### YOUR OBJECTIVE
Can you continue the article below about the Argentine mother who wants euthanasia for her son with cerebral palsy, starting right after its last paragraph?

### STUDY TEXT
= Beginning of Section =
A woman in Argentina is asking to be allowed to kill her son through euthanasia because he has cerebral palsy. Eva Briñócoli was featured in Argentinian newspaper La Nación, in which she spoke about her desire to see her 22-year-old son, Adrián, killed.
In Argentina, direct euthanasia is illegal, so Briñócoli is trying to get a judge to hear her case and allow her to have Adrián killed, even though he is not dying or terminally ill. Adrián is severely disabled, and Briñócoli paints a grim picture of suffering with no hope, and a life with no value, feeding into ableist narratives about life with disability. “Adrián was born like this, with cerebral palsy and seizures,” Briñocoli said in an interview with Channel 12 of Misiones. “We went to Buenos Aires, he was in the Garrahan Hospital, they medicated him well, but nothing could be done and there is no hope of improvement, so we asked to end his suffering and that rest.”
Briñocoli claims it is impossible to take Adrián out of their home, and also says he “self-injures” on a regular basis, though it isn’t clear if this is intentional or not. She also admitted to being exhausted, and fed up with caring for Adrián. “He can’t be on his own, we have to change his diapers, sanitize him, feed him, no one can come home and we can’t take him out either,” she said, adding, “Doctors always tell us the same thing: nothing can be done. I no longer know if I have life ahead of me, but we are also tired and besides, who is going to take care of it when we are not there?”
In addition to seeking euthanasia for Adrián, Briñocoli cruelly justified her outlook, saying, “What would I say to someone who tells me that I am a heartless mother who demands death for her son? I would tell him to spend a full day with Adrián.”
Tragically, Briñocoli’s attitude toward her son and toward her life has been seen time and time again from caregivers of persons with disabilities, and inevitably leads to cultural justification for murdering people who are sick, dying, or disabled. Rather than seeing these murders as inexcusable, horrific acts of violence, they’re instead painted as understandable due to the stresses of the caregiver.
= End of Section =
### DATASET CONTENT
= Beginning of Section =
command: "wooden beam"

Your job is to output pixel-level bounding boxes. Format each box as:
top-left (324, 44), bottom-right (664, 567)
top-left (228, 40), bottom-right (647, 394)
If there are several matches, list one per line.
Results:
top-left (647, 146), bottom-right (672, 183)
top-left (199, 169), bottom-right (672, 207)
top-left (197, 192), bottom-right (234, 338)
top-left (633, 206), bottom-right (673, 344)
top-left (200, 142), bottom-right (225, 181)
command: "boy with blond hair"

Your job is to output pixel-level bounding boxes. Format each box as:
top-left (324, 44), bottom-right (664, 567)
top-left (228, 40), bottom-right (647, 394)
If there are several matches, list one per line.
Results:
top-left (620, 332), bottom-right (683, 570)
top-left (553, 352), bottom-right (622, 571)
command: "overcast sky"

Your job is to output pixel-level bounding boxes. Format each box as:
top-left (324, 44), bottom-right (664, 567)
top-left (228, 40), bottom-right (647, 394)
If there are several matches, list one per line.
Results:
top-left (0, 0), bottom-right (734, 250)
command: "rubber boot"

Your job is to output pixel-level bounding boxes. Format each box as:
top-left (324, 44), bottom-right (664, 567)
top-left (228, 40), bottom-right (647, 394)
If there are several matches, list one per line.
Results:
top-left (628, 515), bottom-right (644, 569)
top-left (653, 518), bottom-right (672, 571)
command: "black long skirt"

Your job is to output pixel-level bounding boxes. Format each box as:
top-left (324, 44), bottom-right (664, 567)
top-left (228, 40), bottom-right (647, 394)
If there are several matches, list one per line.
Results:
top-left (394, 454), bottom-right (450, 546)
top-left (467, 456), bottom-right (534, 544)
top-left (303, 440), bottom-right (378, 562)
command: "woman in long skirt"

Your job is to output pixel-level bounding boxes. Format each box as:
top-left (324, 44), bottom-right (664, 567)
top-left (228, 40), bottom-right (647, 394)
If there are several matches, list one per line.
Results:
= End of Section =
### RESPONSE TO THE TASK
Another parent like Briñocoli actually succeeded in murdering his child. Robert Latimer of Canada killed his daughter, Tracy, because she had cerebral palsy. Latimer claimed Tracy was suffering, though she was known to have been a cheerful, happy girl who loved “sleigh rides, television, games, parties, the circus, and pets.” She dressed up as a princess for Halloween, enjoyed Easter egg hunts, and had fun at sleepovers with friends. Yet Latimer claimed Tracy’s life was full of pain and misery, even as the professionals who worked with her said otherwise. After killing his daughter, Latimer was given, in essence, a slap on the wrist, and is seen by many as a hero in Canada for ending Tracy’s “suffering.” He now campaigns for the legalization of euthanasia.
Both Latimer and Briñocoli reveal one of society’s secrets: many people believe life with disability is not worth living. A parent who kills their disabled child is portrayed as a martyr, while one who kills a healthy child is rightly portrayed as a murderer.
It is long past time to abandon the thinking that the disabled and the sick are burdens, and instead embrace a new culture where we are all accepted as the valuable, worthwhile individuals that we already are.